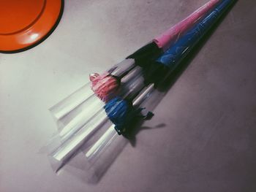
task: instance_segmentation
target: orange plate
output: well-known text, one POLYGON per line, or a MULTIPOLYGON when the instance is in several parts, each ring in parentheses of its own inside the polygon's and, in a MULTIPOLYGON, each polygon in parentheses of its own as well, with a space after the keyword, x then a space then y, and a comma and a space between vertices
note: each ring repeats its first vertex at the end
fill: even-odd
POLYGON ((64 0, 0 0, 0 52, 33 47, 57 26, 64 0))

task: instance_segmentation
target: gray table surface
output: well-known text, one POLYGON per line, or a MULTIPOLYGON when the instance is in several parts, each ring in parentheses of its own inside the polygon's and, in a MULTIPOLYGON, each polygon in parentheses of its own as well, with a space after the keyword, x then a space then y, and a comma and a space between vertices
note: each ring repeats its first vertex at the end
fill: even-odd
POLYGON ((207 0, 66 1, 43 43, 0 55, 0 191, 255 191, 256 2, 240 0, 99 183, 53 172, 48 109, 207 0))

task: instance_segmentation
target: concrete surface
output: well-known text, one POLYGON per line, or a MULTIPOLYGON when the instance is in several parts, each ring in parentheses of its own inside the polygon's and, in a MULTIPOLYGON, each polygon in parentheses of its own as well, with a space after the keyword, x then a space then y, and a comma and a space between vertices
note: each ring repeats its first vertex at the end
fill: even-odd
POLYGON ((256 2, 240 0, 97 185, 38 153, 48 108, 207 0, 66 1, 39 46, 0 55, 0 191, 256 191, 256 2))

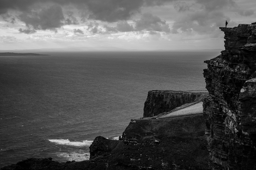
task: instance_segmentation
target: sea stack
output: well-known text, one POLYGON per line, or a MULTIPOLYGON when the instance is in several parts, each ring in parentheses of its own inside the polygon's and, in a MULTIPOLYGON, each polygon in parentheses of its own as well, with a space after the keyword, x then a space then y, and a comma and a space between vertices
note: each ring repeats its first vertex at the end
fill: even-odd
POLYGON ((220 27, 225 50, 205 61, 205 135, 214 169, 256 168, 256 25, 220 27))

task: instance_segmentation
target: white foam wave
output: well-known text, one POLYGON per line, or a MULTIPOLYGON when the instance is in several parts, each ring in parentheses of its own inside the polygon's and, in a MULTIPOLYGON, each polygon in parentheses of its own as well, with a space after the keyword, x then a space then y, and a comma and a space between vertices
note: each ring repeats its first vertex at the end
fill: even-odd
POLYGON ((90 146, 92 143, 92 140, 84 140, 82 142, 70 142, 68 139, 49 139, 49 141, 59 144, 82 146, 90 146))
POLYGON ((78 153, 76 152, 72 152, 69 153, 63 153, 57 155, 57 157, 65 159, 67 160, 70 161, 72 160, 83 161, 89 160, 90 154, 89 153, 78 153))
POLYGON ((114 140, 119 140, 119 137, 115 137, 113 138, 113 139, 114 140))

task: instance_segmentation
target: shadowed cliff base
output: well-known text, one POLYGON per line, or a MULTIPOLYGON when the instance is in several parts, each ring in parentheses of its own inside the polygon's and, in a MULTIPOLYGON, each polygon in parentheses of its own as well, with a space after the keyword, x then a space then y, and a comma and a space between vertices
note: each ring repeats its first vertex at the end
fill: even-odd
MULTIPOLYGON (((254 23, 253 24, 254 24, 254 23)), ((256 169, 256 25, 220 27, 225 50, 205 62, 205 135, 213 169, 256 169)))
POLYGON ((122 140, 97 137, 90 160, 29 159, 1 170, 210 170, 204 122, 202 115, 139 120, 130 123, 122 140))
POLYGON ((202 99, 207 94, 206 90, 149 91, 144 105, 143 117, 152 117, 164 112, 169 113, 177 107, 202 99))

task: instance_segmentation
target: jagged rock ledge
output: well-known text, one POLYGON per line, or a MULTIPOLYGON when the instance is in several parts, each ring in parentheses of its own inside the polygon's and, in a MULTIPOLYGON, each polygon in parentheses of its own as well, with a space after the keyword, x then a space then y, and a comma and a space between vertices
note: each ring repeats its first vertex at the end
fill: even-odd
POLYGON ((208 93, 206 90, 149 91, 144 105, 143 117, 152 117, 168 112, 208 93))
POLYGON ((29 159, 1 170, 212 169, 203 116, 131 122, 122 140, 98 136, 90 146, 89 160, 59 163, 29 159))
MULTIPOLYGON (((184 94, 177 92, 176 97, 184 94)), ((196 99, 195 103, 200 102, 203 96, 196 99)), ((31 158, 1 170, 210 170, 212 166, 204 137, 205 119, 202 112, 184 117, 132 119, 121 140, 97 137, 90 147, 89 160, 59 163, 51 158, 31 158)))
POLYGON ((256 25, 220 29, 225 50, 204 70, 211 159, 213 169, 255 169, 256 25))

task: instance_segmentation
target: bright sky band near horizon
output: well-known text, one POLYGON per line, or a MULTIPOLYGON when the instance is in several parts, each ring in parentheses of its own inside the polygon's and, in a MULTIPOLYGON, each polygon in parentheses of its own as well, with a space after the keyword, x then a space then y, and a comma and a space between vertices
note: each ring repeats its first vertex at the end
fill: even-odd
POLYGON ((219 29, 256 22, 255 0, 0 0, 0 50, 223 49, 219 29))

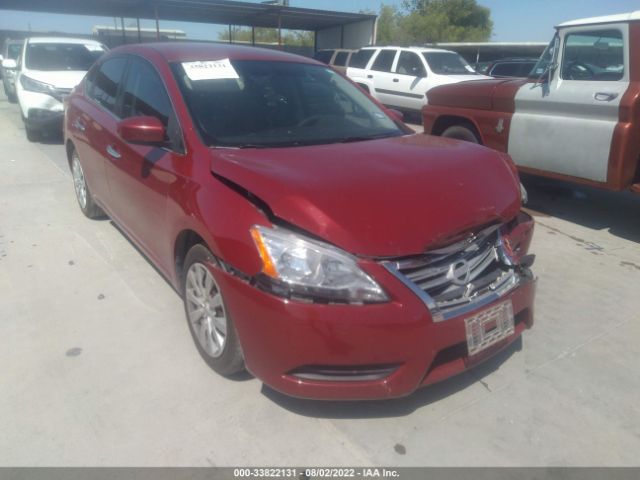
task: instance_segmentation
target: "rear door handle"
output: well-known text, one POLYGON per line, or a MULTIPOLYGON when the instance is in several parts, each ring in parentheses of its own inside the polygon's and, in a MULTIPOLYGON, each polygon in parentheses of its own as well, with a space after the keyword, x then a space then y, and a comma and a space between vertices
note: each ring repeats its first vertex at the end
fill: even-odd
POLYGON ((615 99, 617 96, 618 96, 617 93, 598 92, 593 95, 593 98, 595 98, 599 102, 610 102, 611 100, 615 99))
POLYGON ((115 158, 116 160, 122 157, 120 152, 116 150, 112 145, 107 145, 107 153, 111 155, 113 158, 115 158))
POLYGON ((87 129, 87 126, 80 121, 79 118, 76 118, 73 122, 73 127, 81 132, 84 132, 87 129))

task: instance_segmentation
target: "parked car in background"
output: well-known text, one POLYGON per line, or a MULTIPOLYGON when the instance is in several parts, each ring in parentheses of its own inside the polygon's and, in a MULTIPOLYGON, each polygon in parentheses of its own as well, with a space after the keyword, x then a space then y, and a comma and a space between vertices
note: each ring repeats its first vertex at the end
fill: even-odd
POLYGON ((347 65, 349 65, 349 60, 351 60, 351 55, 353 55, 356 50, 351 50, 347 48, 333 48, 327 50, 318 50, 316 54, 313 56, 315 60, 319 62, 326 63, 327 65, 332 66, 338 72, 342 74, 347 73, 347 65))
POLYGON ((494 78, 528 77, 538 58, 501 58, 491 62, 484 73, 494 78))
POLYGON ((120 47, 71 93, 65 143, 82 212, 181 293, 223 375, 398 397, 532 325, 533 221, 508 156, 415 134, 314 60, 120 47))
POLYGON ((425 133, 508 152, 523 172, 640 193, 640 11, 556 28, 528 79, 431 90, 425 133))
POLYGON ((435 48, 365 47, 351 57, 347 76, 384 105, 420 112, 437 85, 479 80, 458 53, 435 48))
POLYGON ((11 103, 16 102, 16 67, 22 51, 23 40, 6 39, 2 46, 2 86, 4 94, 11 103))
POLYGON ((25 40, 17 66, 16 96, 30 141, 44 130, 61 130, 65 97, 106 50, 93 40, 25 40))

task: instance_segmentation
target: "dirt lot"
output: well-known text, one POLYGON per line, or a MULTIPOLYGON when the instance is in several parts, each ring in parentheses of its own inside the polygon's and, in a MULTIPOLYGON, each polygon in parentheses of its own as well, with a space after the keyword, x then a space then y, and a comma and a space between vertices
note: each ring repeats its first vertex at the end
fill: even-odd
POLYGON ((57 138, 0 97, 0 466, 637 465, 640 196, 524 179, 536 319, 388 402, 312 402, 199 358, 178 295, 76 205, 57 138))

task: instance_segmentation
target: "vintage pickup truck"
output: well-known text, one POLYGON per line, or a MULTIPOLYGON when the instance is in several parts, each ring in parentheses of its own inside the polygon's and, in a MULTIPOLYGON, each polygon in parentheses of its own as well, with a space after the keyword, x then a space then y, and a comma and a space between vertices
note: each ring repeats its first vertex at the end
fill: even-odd
POLYGON ((425 133, 507 152, 525 173, 640 193, 640 11, 556 30, 529 78, 430 90, 425 133))

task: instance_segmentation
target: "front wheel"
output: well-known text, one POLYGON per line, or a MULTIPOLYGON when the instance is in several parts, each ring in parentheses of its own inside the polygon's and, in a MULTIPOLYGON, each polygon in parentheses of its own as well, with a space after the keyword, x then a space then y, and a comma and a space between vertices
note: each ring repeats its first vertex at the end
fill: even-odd
POLYGON ((89 191, 86 179, 84 178, 84 171, 80 164, 80 156, 77 150, 73 150, 71 153, 71 174, 73 176, 73 188, 76 191, 76 199, 80 210, 88 218, 100 218, 104 216, 102 209, 94 202, 93 196, 89 191))
POLYGON ((244 357, 222 291, 211 273, 216 263, 205 246, 192 247, 185 258, 182 293, 198 352, 213 370, 228 377, 244 370, 244 357))
POLYGON ((442 137, 455 138, 456 140, 463 140, 469 143, 480 143, 480 139, 475 132, 464 125, 453 125, 442 132, 442 137))

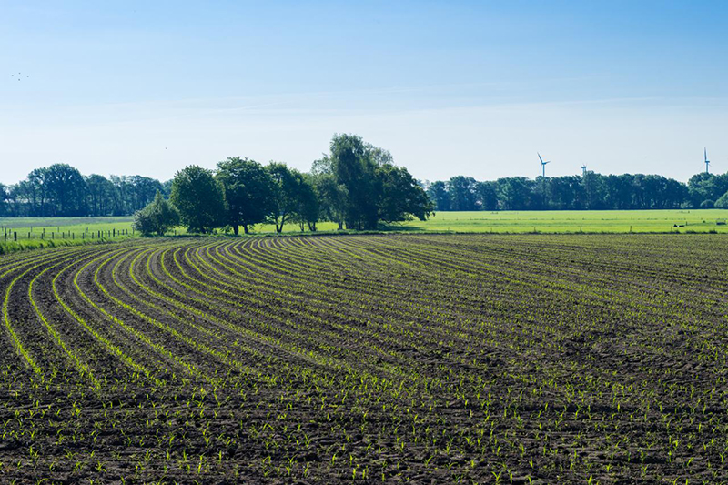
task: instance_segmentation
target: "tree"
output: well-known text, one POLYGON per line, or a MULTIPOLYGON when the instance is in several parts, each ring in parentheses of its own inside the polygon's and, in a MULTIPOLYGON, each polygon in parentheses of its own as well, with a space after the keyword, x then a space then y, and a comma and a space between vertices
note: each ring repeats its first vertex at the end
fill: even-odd
POLYGON ((89 216, 108 216, 113 213, 114 184, 106 177, 91 175, 86 177, 86 207, 89 216))
POLYGON ((76 168, 67 164, 54 164, 46 169, 48 215, 81 216, 86 213, 86 185, 76 168))
POLYGON ((432 182, 427 189, 427 194, 435 204, 436 210, 450 210, 450 197, 445 182, 441 180, 432 182))
POLYGON ((268 221, 275 224, 276 232, 280 233, 286 222, 298 210, 303 177, 282 163, 270 162, 266 170, 273 179, 273 204, 268 221))
POLYGON ((376 229, 381 196, 377 162, 389 157, 356 135, 334 135, 330 150, 331 172, 345 189, 342 212, 347 228, 376 229))
POLYGON ((475 178, 456 176, 448 181, 450 210, 476 210, 475 178))
POLYGON ((380 220, 398 222, 413 217, 427 220, 434 210, 434 204, 407 168, 385 163, 377 167, 377 173, 382 187, 379 202, 380 220))
POLYGON ((5 216, 7 212, 6 201, 10 198, 10 191, 4 184, 0 184, 0 216, 5 216))
POLYGON ((301 174, 298 187, 298 207, 296 209, 296 220, 300 226, 301 232, 308 226, 309 231, 316 231, 316 223, 318 222, 318 194, 316 192, 314 177, 301 174))
POLYGON ((343 229, 347 197, 344 186, 338 184, 330 172, 317 173, 312 170, 309 181, 313 184, 318 197, 318 219, 336 222, 339 230, 343 229))
POLYGON ((179 224, 179 214, 157 190, 154 200, 134 215, 133 227, 145 236, 164 236, 167 231, 179 224))
POLYGON ((178 171, 170 199, 190 232, 212 232, 224 220, 223 189, 211 170, 190 165, 178 171))
POLYGON ((475 198, 480 210, 498 210, 498 184, 477 182, 475 184, 475 198))
POLYGON ((228 224, 236 236, 238 226, 246 234, 255 224, 265 222, 275 208, 275 184, 270 172, 259 163, 239 157, 217 164, 217 179, 225 193, 228 224))

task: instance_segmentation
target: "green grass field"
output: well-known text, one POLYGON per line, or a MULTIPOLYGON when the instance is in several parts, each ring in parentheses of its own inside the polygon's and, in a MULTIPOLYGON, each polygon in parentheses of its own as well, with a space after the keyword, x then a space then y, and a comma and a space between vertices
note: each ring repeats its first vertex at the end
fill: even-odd
MULTIPOLYGON (((728 209, 592 210, 592 211, 503 211, 439 212, 429 220, 392 224, 383 230, 407 232, 492 232, 492 233, 666 233, 728 232, 728 209)), ((136 237, 132 217, 5 217, 0 218, 0 252, 136 237), (13 233, 17 233, 17 242, 13 233), (128 235, 126 235, 128 233, 128 235)), ((335 232, 332 222, 318 224, 318 232, 335 232)), ((288 224, 286 233, 300 232, 298 224, 288 224)), ((183 227, 177 234, 185 234, 183 227)), ((272 225, 258 225, 251 234, 274 234, 272 225)))

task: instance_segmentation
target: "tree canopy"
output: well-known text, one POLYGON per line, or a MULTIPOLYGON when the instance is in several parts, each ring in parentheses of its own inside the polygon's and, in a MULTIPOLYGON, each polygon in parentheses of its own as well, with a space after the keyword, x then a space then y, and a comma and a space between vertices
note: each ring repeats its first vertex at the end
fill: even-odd
POLYGON ((225 220, 223 189, 212 170, 190 165, 178 171, 170 198, 190 232, 212 232, 225 220))
POLYGON ((275 184, 259 163, 239 157, 217 163, 217 179, 225 195, 226 220, 237 235, 238 227, 248 228, 266 221, 275 208, 275 184))

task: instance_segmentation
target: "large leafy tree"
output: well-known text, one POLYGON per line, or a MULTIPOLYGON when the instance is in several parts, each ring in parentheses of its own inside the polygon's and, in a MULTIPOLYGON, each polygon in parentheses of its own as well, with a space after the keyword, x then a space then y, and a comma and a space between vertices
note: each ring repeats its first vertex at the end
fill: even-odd
POLYGON ((318 222, 320 211, 319 197, 316 189, 316 180, 314 176, 301 174, 300 185, 298 186, 298 207, 296 210, 296 221, 304 231, 305 227, 308 230, 316 230, 316 223, 318 222))
POLYGON ((205 234, 222 225, 223 189, 211 170, 191 165, 178 171, 172 180, 170 199, 190 232, 205 234))
POLYGON ((335 135, 330 149, 329 173, 339 187, 339 211, 347 228, 376 229, 379 220, 427 217, 432 211, 425 191, 406 168, 393 164, 387 150, 356 135, 335 135))
POLYGON ((86 179, 67 164, 54 164, 44 174, 48 215, 81 216, 86 214, 86 179))
POLYGON ((134 215, 134 228, 145 236, 164 236, 179 224, 177 209, 157 191, 154 200, 134 215))
POLYGON ((442 180, 432 182, 427 189, 427 194, 437 210, 450 210, 450 193, 445 182, 442 180))
POLYGON ((226 220, 236 235, 265 222, 275 208, 275 182, 259 163, 235 157, 217 164, 217 179, 225 192, 226 220))
POLYGON ((427 220, 434 205, 407 168, 386 163, 377 167, 381 180, 379 218, 384 222, 399 222, 417 217, 427 220))
POLYGON ((108 216, 113 213, 114 184, 104 176, 93 174, 86 177, 86 207, 89 216, 108 216))
POLYGON ((450 208, 452 210, 476 210, 478 208, 476 182, 471 177, 456 176, 448 181, 450 208))
POLYGON ((273 179, 273 204, 268 220, 276 225, 276 232, 283 232, 283 227, 299 209, 303 176, 298 170, 288 168, 286 164, 270 162, 266 170, 273 179))
POLYGON ((342 212, 347 228, 376 229, 381 196, 376 156, 385 157, 356 135, 335 135, 330 148, 331 171, 346 193, 342 212))

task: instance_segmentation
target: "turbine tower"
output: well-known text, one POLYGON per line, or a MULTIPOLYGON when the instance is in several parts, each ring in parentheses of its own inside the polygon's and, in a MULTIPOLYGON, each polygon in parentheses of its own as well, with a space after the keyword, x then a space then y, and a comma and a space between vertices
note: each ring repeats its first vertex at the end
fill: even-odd
POLYGON ((539 160, 541 160, 541 177, 543 177, 543 178, 546 178, 546 164, 550 164, 550 163, 551 163, 551 160, 549 160, 548 162, 544 162, 544 161, 543 161, 543 158, 541 158, 541 154, 540 154, 539 152, 536 152, 536 155, 538 155, 538 156, 539 156, 539 160))

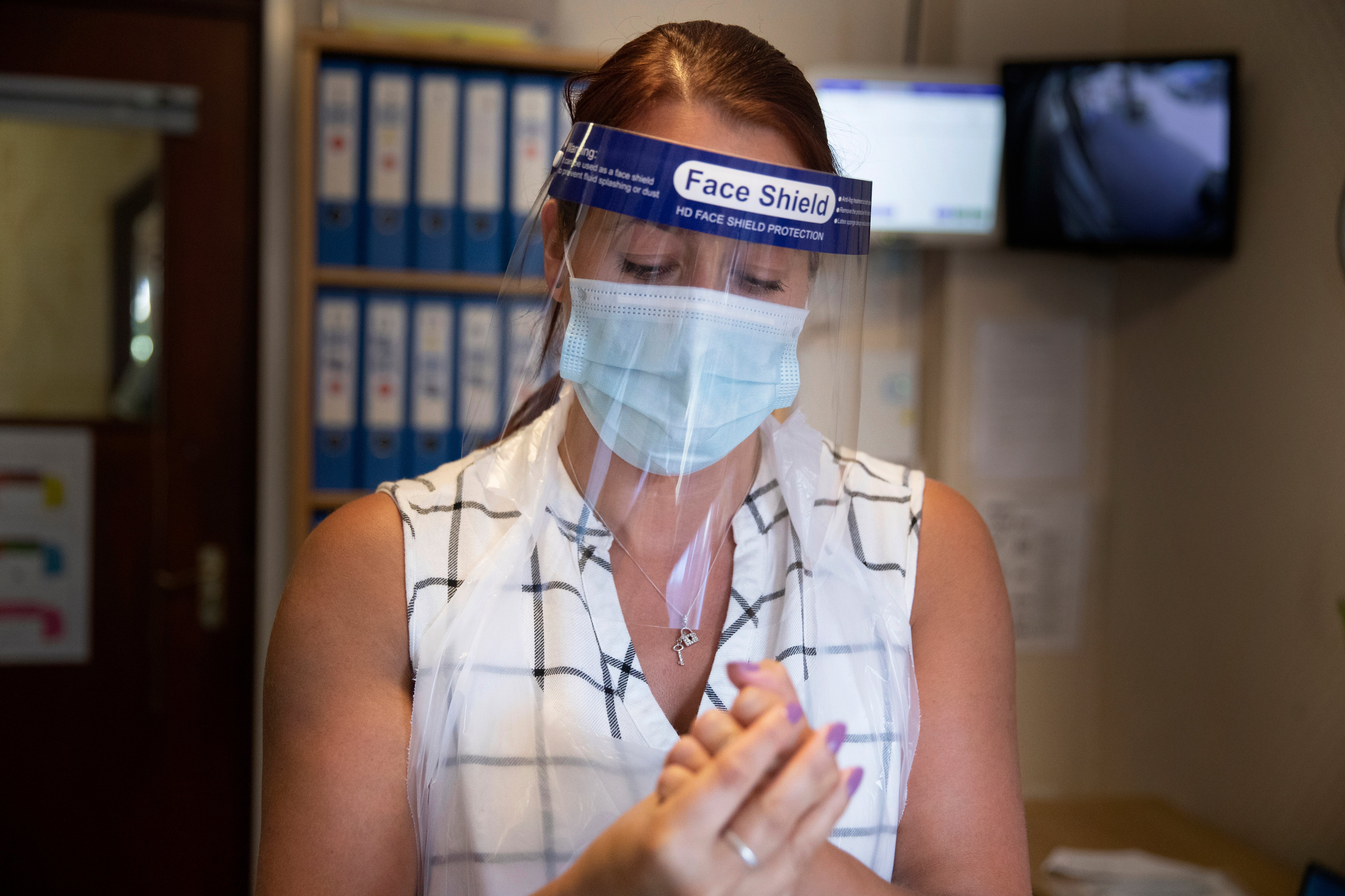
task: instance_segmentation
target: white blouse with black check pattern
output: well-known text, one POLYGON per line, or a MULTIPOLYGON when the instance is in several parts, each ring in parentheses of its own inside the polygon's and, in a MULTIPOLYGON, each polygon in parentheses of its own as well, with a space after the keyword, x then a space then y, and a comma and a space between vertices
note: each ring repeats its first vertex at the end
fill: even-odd
MULTIPOLYGON (((379 489, 405 535, 422 892, 537 889, 650 791, 678 737, 621 615, 612 535, 555 461, 572 400, 565 390, 504 445, 379 489), (527 502, 507 496, 542 481, 527 531, 527 502)), ((803 498, 777 478, 780 429, 763 424, 733 517, 732 603, 701 711, 732 705, 728 662, 783 662, 808 719, 847 724, 842 766, 865 767, 831 842, 889 879, 919 731, 909 618, 924 477, 818 442, 834 497, 804 496, 829 523, 808 568, 790 509, 803 498)))

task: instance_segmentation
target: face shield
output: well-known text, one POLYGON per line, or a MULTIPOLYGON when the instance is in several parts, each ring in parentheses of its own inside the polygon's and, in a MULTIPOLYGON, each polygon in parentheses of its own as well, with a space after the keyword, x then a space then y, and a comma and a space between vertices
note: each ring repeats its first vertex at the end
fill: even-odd
POLYGON ((459 367, 483 371, 459 383, 459 419, 483 442, 515 411, 530 422, 390 492, 412 545, 421 892, 533 892, 650 794, 677 732, 646 649, 663 674, 679 674, 667 650, 687 674, 713 653, 729 701, 721 661, 803 664, 806 712, 868 732, 849 762, 882 782, 839 822, 880 833, 839 844, 890 872, 919 717, 892 552, 916 529, 874 523, 907 508, 904 477, 845 478, 869 469, 842 455, 869 196, 866 181, 570 132, 499 306, 468 300, 457 318, 459 367), (725 591, 721 630, 705 611, 725 613, 725 591), (810 609, 822 599, 827 613, 810 609), (640 626, 660 631, 638 652, 640 626))
POLYGON ((508 412, 560 375, 564 473, 612 533, 612 563, 648 584, 631 622, 679 630, 674 649, 694 643, 732 555, 768 418, 854 443, 869 196, 868 181, 578 124, 521 227, 500 293, 508 412))

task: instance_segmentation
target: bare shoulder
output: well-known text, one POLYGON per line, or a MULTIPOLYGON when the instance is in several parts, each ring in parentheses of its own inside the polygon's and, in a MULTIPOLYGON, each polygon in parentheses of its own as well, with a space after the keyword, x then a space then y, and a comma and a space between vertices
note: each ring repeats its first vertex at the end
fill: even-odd
POLYGON ((911 635, 920 739, 893 880, 921 892, 1025 896, 1009 595, 981 514, 932 480, 911 635))
POLYGON ((391 498, 371 494, 295 562, 266 654, 261 895, 414 892, 401 529, 391 498))
POLYGON ((971 501, 936 480, 925 480, 917 570, 912 626, 931 610, 1006 609, 990 531, 971 501))
MULTIPOLYGON (((323 520, 304 541, 276 618, 277 646, 299 633, 343 661, 409 665, 402 523, 386 494, 323 520)), ((270 660, 282 660, 274 656, 270 660)), ((336 657, 334 657, 336 658, 336 657)))

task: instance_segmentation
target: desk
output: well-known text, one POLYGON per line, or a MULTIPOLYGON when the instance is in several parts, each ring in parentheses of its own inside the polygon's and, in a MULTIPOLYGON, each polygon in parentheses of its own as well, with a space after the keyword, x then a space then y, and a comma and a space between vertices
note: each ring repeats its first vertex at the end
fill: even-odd
POLYGON ((1032 891, 1046 896, 1041 862, 1056 846, 1143 849, 1217 868, 1252 896, 1295 896, 1299 875, 1153 797, 1033 799, 1028 813, 1032 891))

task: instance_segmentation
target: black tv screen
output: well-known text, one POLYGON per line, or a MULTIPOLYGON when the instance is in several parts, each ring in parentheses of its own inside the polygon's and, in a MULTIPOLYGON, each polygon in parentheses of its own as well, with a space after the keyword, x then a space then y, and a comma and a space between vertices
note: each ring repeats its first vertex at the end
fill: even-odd
POLYGON ((1228 255, 1233 56, 1007 63, 1006 240, 1228 255))

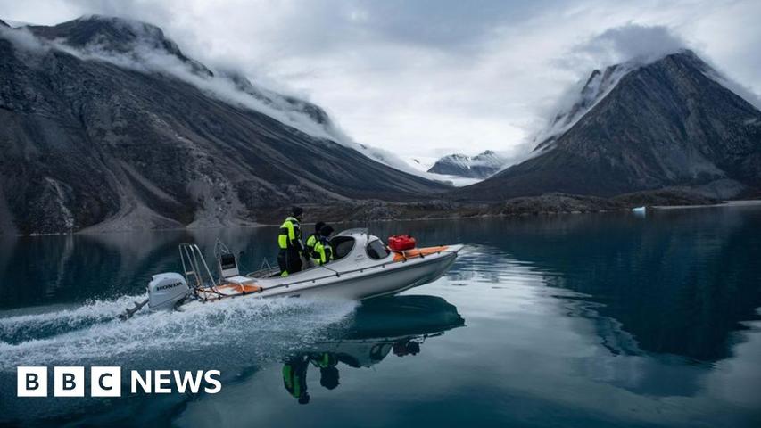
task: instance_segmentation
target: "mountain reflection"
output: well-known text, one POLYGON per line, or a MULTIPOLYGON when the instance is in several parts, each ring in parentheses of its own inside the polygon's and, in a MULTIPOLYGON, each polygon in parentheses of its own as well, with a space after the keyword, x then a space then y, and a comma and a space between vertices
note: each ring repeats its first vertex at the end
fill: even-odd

- TASK:
Extract the stretch of the records from their beginning through the line containing "POLYGON ((256 2, 240", reproducing every line unchanged and leaving the pictures out.

- WRITTEN RESPONSE:
task: instance_segmentation
target: orange plate
output: well-known text, one POLYGON per line, or a MULTIPOLYGON when the instance is in several parts, each ring in parentheses of its own inside the polygon's and, in a MULTIPOLYGON, each polygon in parentheses of its own as well, with a space after the keyword, x then a space then y, and a comma and a space between vertices
note: each ring repeats its first vertex at the end
fill: even-odd
POLYGON ((64 0, 0 0, 0 52, 33 47, 57 26, 64 0))

task: instance_segmentation
target: gray table surface
output: well-known text, one POLYGON per line, or a MULTIPOLYGON when the instance is in several parts, each ring in parentheses of its own inside the polygon's and, in a MULTIPOLYGON, each polygon in parentheses of its own as well, with a space after the keyword, x then a space then y, and a comma and a space between vertices
note: each ring repeats its first vertex at the end
fill: even-odd
POLYGON ((207 0, 66 1, 43 43, 0 55, 0 191, 255 191, 256 2, 240 0, 99 183, 53 172, 48 109, 207 0))

task: instance_segmentation
target: concrete surface
output: well-known text, one POLYGON per line, or a MULTIPOLYGON when the instance is in several parts, each ring in parentheses of its own inside the polygon's and, in a MULTIPOLYGON, each polygon in parentheses of its own as well, with a space after the keyword, x then a space then y, and a comma and a space between vertices
note: each ring repeats its first vertex at the end
fill: even-odd
POLYGON ((256 2, 240 0, 97 185, 38 153, 48 108, 207 0, 66 1, 39 46, 0 55, 0 191, 256 191, 256 2))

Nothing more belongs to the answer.